*** TEXT SHOWN

Finally finally: I think (no evidence) that about 60% of people, and 80% of men (there is evidence--on the gender differences) are lousy listeners--and you can't just write off that share of the population.
Posted by tom peters at April 2, 2009 11:40 AM
Learning to shut up is - well - learned behavior. That's the first step to developing the listening ability. Sure, it can be learned, to a certain extent. At least, you can practice the art of silence.
It's one of the hardest things I had to learn when I became a consultant. Since - OF COURSE - I already know what the problem is and how to solve it (um, maybe not...;-)
Posted by Mary Schmidt at April 2, 2009 12:13 PM
No problem Mary - I stole it too! :-) There is of course, very little originality.
Tom - "their employees think they're interrupters." - I worked for him! - Adapting a well known quote - "A conversation between two bosses is a competitive exercise where the first person to draw breath is declared the listener"
Posted by Trevor Gay at April 2, 2009 12:36 PM
Posted by tom peters at April 2, 2009 12:40 PM
Back to attitude vs skills. Any good trainer is working on attitude as much as skills. I acknowledge attitude is hard to change, but central to great training is giving people a whole new way to frame a problem--which may indeed lead to the start of a new attitude.
If you go down the "attitude--and it's fixed" path, then more or less shut the door to 100% of leadership training.
(All that said, I surely subscribe to "Hire for attitude, train for skills." One must, however by and large work with the hand we were dealt.)
Posted by tom peters at April 2, 2009 12:45 PM
I too am a fully signed up member of the club ‘recruit for attitude train for skills.’ I agree with your sentiments about trainers. As a trainer myself I estimate 85% of my workshop time is on attitude and 15% on skills. I’ve met well over 2500 front line healthcare staff in the last three years in customer care/communications workshops for front line healthcare staff. One of my favourite quotes I use in all workshops is this one:
"The greatest discovery of my generation is that a human being can alter his life by altering his attitude of mind" - William James 1842 – 1910
Feel free to steal :-)

******
*** COLLECTED DATA

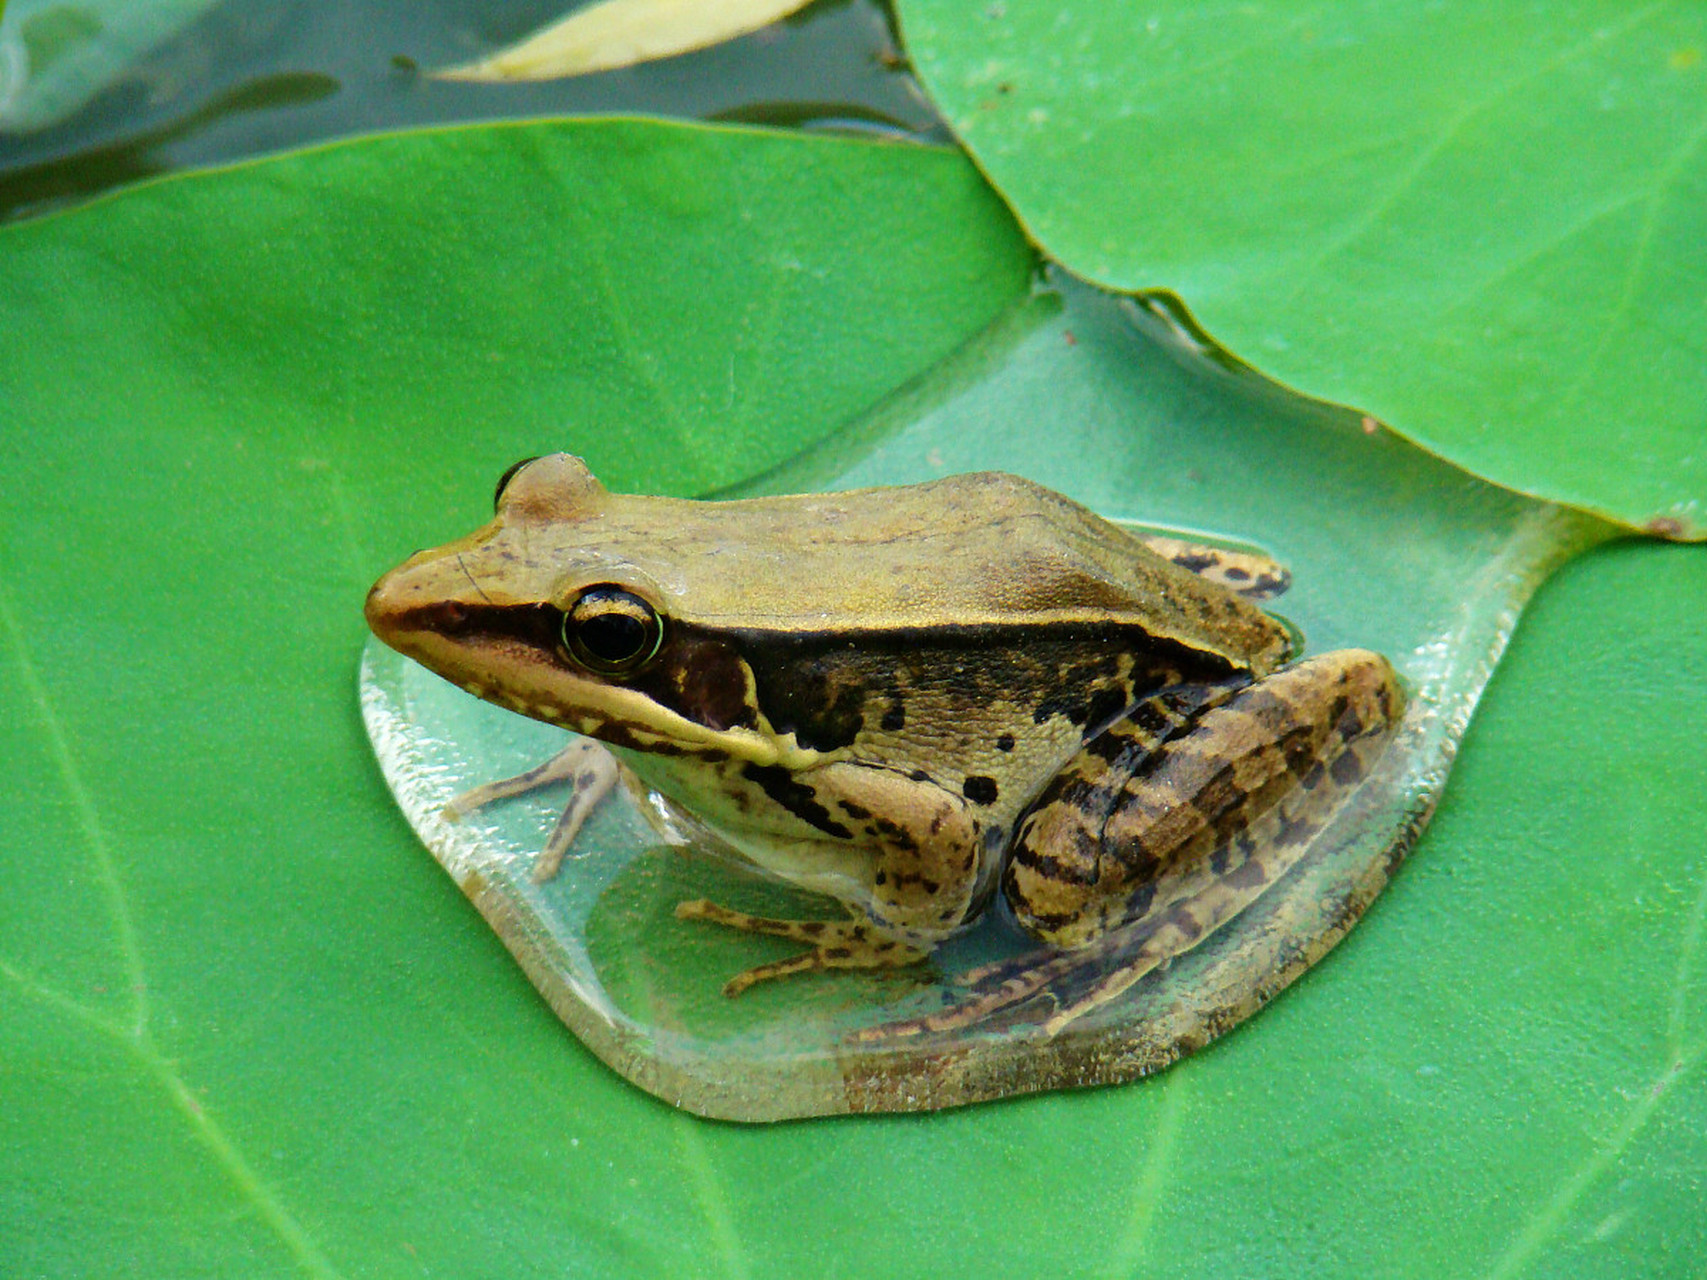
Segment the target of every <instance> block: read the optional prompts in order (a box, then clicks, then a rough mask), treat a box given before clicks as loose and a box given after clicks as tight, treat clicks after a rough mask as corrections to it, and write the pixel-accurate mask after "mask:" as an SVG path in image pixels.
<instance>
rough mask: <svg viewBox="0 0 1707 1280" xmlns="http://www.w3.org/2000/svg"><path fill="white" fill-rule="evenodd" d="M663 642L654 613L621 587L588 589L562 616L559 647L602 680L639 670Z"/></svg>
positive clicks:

******

ACTIVITY LIST:
1: Write out the stretch of the comment thread on listening from "Finally finally: I" through "of the population.".
2: Extend the comment thread on listening past its last line.
The data was drawn from a separate source.

ANSWERS BY TASK:
1:
Finally finally: I think (no evidence) that about 60% of people, and 80% of men (there is evidence--on the gender differences) are lousy listeners--and you can't just write off that share of the population.

2:
Posted by Trevor Gay at April 2, 2009 12:57 PM
Training is of little value if the culture does not encourage (institutionalize) the requisite behavior.
Posted by Tom Asacker at April 2, 2009 1:03 PM
In terms of attitude - one question set worth asking a "poor" listener.
Who do you most respect as your hero?
Let's say they answer Tiger Woods
If I could engineer a day with Tiger Woods would you listen to him?
As well as 80% being lousy listeners. How many of you have really been listened to?
There is a level of listening in coaching beyond active listening where the coach is almost in a transcendental state and the listener feels as if their very soul is being heard. It's the most amazing experience - so few get to feel it.
Listening is a massive gift to humanity - if you can do it you can touch people in a way others can't.
Listening works well with children too. One of my favourite quotes from child coaching:
"What the children of today need is a damned good listening to."
Posted by PaulH at April 2, 2009 1:04 PM
"What the children of today need is a damned good listening to."
Like it Paul - thanks, another one for the slides.
Posted by Trevor Gay at April 2, 2009 1:10 PM
If I could be presumptuous enough to offer you guys another tip: when in a meeting requiring them, offer to write the minutes. It has 2 advantages: a) it makes you listen; b) s/he who writes the minutes gets to shape the official record and the action points. It's a double win!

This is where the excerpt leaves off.